▶ **Goal of the exercise**
Repeat the lines starting at the one containing "of bridge railing" and ending at the one containing "left=5, top=15, right=404, bottom=139". Substitute "whole-number" for "integer" and leave everything else as it is.

▶ **Data shown**
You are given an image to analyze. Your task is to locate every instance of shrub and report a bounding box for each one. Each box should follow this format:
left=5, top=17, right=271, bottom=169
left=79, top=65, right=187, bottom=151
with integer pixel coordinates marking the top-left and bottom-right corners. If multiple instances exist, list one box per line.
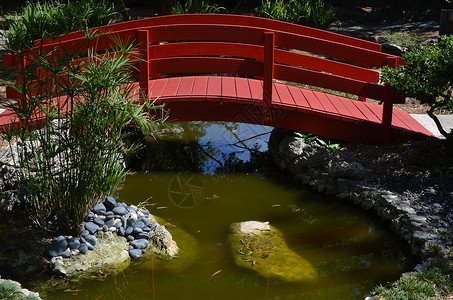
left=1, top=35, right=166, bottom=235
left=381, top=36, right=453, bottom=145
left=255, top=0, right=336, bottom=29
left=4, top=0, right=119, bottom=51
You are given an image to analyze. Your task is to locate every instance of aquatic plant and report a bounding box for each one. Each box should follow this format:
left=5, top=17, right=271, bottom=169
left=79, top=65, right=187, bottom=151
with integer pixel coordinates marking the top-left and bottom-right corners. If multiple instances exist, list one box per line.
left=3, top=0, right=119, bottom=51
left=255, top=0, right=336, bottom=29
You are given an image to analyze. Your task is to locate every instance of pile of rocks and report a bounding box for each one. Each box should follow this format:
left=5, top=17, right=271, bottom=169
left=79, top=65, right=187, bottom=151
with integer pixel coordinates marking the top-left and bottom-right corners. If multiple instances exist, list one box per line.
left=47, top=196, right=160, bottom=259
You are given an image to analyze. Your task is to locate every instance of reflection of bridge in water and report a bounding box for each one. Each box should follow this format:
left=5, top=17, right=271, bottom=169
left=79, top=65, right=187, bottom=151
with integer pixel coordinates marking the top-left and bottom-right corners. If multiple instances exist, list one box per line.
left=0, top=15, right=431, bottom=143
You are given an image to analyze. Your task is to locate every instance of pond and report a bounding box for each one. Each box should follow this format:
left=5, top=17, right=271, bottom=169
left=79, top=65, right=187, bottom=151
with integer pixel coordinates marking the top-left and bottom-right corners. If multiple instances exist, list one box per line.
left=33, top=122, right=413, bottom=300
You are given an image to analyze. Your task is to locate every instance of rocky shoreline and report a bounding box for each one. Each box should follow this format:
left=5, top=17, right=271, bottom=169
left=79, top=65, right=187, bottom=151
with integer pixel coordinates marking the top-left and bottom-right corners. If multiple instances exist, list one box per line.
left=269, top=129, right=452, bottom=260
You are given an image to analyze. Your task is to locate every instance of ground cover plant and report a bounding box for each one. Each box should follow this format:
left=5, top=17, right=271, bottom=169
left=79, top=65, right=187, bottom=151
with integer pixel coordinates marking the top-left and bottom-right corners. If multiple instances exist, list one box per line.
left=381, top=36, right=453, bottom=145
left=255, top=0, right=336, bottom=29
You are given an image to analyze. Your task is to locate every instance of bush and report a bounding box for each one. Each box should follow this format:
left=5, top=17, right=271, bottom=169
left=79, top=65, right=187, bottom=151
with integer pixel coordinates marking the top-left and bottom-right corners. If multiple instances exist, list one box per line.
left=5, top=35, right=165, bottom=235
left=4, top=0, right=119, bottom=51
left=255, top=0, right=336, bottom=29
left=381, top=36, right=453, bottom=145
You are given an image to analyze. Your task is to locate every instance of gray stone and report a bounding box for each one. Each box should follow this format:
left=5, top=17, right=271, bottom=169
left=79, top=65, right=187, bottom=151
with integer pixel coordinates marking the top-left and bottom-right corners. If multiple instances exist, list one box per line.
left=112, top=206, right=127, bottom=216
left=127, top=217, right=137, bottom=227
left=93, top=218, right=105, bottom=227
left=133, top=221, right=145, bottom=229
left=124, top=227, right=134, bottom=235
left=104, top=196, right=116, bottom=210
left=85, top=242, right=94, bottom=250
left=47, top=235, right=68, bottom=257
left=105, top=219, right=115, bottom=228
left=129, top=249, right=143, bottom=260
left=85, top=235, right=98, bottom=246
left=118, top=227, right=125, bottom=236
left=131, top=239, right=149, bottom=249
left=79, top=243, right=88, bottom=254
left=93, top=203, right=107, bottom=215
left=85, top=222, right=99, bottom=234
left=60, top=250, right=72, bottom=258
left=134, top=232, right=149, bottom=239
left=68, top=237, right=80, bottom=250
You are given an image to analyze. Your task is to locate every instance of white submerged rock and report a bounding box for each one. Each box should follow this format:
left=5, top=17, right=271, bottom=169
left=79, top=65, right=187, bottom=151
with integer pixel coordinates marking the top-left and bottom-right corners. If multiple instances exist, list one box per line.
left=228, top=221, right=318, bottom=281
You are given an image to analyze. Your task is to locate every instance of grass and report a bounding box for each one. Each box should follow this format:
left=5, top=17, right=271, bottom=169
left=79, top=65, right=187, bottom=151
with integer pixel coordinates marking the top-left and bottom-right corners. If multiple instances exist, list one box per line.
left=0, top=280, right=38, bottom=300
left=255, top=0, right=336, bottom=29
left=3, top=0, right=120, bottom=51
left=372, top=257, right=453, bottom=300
--
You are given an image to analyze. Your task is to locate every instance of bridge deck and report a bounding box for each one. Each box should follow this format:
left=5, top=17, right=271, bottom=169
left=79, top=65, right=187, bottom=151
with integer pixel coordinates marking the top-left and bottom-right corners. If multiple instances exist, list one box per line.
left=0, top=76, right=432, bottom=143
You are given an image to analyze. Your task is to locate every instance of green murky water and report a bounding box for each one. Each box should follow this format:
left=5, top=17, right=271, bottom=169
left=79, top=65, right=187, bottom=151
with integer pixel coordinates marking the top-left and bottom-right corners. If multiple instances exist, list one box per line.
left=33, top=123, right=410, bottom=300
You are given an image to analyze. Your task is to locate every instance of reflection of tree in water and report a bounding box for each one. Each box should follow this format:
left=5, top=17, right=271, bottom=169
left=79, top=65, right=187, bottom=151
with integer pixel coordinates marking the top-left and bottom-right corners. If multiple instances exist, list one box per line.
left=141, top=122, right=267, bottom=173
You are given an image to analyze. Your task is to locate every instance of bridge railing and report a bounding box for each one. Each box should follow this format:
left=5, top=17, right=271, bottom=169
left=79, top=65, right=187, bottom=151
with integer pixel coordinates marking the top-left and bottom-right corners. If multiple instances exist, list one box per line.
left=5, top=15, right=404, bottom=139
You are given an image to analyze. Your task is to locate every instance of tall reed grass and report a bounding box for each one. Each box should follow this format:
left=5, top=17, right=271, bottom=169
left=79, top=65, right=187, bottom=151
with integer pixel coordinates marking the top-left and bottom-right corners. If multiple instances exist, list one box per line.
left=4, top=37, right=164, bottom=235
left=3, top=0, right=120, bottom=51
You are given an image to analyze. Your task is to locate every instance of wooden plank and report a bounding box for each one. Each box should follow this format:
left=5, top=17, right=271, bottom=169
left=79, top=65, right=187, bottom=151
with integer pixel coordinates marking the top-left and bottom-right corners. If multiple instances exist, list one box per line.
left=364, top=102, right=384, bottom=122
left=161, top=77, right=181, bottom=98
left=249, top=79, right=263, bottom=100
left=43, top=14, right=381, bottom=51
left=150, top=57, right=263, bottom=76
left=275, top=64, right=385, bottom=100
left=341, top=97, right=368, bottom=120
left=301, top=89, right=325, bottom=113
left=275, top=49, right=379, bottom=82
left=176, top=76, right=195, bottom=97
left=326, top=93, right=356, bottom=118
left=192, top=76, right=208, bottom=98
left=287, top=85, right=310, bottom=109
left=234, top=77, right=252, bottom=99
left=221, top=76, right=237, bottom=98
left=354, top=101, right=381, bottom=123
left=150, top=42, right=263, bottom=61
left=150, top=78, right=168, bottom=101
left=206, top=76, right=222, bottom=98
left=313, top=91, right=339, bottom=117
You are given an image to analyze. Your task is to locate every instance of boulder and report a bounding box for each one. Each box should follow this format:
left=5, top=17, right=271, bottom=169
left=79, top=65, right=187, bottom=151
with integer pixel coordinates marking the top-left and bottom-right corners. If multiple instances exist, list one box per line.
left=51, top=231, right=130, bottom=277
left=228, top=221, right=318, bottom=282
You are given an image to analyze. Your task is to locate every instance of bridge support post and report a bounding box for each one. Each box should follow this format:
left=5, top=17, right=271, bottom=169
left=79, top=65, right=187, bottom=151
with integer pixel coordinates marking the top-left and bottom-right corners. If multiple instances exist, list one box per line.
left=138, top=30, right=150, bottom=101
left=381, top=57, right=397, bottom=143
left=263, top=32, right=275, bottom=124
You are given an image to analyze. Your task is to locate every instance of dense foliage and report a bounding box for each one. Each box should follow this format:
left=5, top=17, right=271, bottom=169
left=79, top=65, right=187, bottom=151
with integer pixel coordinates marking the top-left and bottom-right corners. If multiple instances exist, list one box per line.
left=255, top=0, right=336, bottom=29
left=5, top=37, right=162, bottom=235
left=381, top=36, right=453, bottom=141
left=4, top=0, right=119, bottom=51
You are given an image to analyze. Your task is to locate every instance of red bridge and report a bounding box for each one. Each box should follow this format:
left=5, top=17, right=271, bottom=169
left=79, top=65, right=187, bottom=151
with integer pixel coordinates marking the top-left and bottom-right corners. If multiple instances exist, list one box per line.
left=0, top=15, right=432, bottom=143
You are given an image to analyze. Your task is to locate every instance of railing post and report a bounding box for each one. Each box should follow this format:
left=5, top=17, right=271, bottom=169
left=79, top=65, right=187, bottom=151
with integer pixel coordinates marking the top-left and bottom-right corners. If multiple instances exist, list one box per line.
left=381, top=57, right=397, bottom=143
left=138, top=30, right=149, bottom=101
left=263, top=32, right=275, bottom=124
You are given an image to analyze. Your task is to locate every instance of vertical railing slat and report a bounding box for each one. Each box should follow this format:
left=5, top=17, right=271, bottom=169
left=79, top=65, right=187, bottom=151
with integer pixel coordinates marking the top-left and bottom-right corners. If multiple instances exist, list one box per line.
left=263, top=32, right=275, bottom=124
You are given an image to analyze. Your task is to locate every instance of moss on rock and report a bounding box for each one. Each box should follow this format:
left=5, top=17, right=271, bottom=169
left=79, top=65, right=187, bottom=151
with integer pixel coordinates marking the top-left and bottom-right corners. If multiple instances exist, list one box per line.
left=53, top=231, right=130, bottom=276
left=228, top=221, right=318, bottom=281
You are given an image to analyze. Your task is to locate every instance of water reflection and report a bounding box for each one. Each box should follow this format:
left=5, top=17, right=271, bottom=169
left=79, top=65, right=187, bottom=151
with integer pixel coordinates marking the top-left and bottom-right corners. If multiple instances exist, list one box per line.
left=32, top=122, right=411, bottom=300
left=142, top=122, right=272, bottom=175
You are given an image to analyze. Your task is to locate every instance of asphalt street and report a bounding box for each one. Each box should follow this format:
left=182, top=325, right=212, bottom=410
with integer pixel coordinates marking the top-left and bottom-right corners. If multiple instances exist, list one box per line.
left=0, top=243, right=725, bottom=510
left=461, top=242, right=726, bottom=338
...
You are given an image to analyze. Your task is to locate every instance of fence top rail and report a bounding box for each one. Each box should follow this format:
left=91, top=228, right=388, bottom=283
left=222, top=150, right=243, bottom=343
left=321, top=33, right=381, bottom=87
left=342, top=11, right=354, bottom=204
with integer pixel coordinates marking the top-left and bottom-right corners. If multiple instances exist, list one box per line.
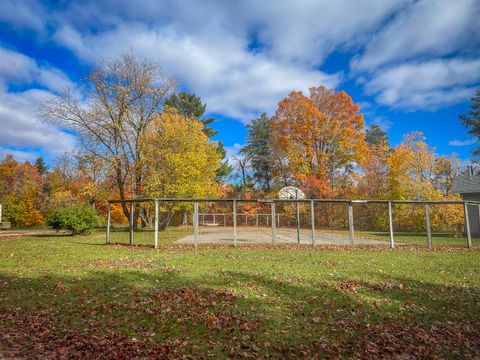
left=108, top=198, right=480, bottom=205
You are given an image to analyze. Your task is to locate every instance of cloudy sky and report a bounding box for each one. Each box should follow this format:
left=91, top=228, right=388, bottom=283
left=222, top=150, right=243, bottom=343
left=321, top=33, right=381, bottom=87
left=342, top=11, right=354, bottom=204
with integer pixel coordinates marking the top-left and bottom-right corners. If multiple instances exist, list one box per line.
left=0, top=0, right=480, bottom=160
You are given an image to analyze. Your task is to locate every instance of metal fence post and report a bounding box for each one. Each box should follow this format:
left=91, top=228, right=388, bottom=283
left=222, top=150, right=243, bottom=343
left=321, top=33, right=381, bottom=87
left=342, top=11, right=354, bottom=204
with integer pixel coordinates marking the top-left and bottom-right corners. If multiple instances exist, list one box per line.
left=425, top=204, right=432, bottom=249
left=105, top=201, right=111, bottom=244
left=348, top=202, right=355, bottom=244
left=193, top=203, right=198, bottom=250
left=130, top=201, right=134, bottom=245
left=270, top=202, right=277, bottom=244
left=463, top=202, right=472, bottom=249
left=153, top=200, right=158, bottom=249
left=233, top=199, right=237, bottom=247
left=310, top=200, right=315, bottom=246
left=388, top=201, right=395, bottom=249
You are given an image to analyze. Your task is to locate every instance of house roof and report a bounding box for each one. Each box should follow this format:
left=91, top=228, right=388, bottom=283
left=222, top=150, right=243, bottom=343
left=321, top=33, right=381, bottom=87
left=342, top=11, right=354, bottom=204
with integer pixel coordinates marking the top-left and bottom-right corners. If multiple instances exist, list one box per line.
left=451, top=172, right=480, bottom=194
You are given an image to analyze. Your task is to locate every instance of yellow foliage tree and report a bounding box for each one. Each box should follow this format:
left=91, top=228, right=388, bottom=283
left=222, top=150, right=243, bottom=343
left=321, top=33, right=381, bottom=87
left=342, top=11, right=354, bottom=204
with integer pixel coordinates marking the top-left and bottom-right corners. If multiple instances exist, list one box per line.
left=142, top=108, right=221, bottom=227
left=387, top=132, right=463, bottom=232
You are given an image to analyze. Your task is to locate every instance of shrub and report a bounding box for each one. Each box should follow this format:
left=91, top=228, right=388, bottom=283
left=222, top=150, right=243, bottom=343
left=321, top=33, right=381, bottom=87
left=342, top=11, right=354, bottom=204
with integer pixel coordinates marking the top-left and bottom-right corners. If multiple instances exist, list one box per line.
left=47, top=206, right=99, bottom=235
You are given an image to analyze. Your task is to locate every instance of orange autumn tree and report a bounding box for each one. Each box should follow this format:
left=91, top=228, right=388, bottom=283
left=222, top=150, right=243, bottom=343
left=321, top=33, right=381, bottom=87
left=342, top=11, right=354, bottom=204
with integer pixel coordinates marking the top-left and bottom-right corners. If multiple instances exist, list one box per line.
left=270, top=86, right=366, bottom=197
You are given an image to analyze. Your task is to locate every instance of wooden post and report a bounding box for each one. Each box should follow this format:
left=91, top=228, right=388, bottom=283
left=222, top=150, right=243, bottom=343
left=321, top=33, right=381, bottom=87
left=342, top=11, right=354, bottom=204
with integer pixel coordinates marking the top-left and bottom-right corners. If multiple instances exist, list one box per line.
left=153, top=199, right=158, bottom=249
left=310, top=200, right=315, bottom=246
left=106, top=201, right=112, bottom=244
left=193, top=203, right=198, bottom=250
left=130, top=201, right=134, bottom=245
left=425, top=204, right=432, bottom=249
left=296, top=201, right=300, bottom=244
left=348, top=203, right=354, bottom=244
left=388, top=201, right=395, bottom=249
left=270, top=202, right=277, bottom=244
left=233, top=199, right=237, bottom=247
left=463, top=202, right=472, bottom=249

▶ **In response**
You are given an image to analyze. Your task is to locate every instance of bridge railing and report a bounding box for each one. Each box should follow this format:
left=5, top=17, right=271, bottom=169
left=79, top=65, right=187, bottom=151
with whole-number pixel coordinates marking the top-left and bottom-right corners. If multiple instances exist, list one box per line.
left=5, top=15, right=404, bottom=139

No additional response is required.